**WHAT NEEDS TO BE DONE:**
Would you retype every line below without changing anything?

**SUPPLIED RECORDS:**
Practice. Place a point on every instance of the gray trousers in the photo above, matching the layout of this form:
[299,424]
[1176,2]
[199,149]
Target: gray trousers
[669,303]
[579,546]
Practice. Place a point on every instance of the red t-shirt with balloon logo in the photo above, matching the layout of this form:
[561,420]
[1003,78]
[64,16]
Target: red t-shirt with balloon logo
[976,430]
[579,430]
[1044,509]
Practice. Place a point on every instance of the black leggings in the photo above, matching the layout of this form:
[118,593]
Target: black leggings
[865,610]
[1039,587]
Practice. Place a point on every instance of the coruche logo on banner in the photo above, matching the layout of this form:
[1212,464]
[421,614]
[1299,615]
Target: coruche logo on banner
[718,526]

**EXERCISE RESPONSE:**
Practice. Place a point on every instance of the gray trousers in the photo above, matching the layout of this form:
[299,424]
[1176,2]
[199,149]
Target: gray trousers
[669,303]
[579,546]
Practice. Place a point on every instance of the red t-shirt with balloon logo in the photo above, matching the layout of this form:
[561,420]
[1003,78]
[64,16]
Target: red t-shirt with balloon logo
[976,430]
[579,430]
[1044,509]
Practice. Place a point on every instance of the black leggings in the photo above, matching the layout of this form:
[118,593]
Target: black leggings
[865,610]
[1039,587]
Practice. Place a point on every instance of the coruche logo on banner in the photo above, matching the layout of this form:
[1212,464]
[421,614]
[1299,615]
Target: coruche logo on banner
[718,526]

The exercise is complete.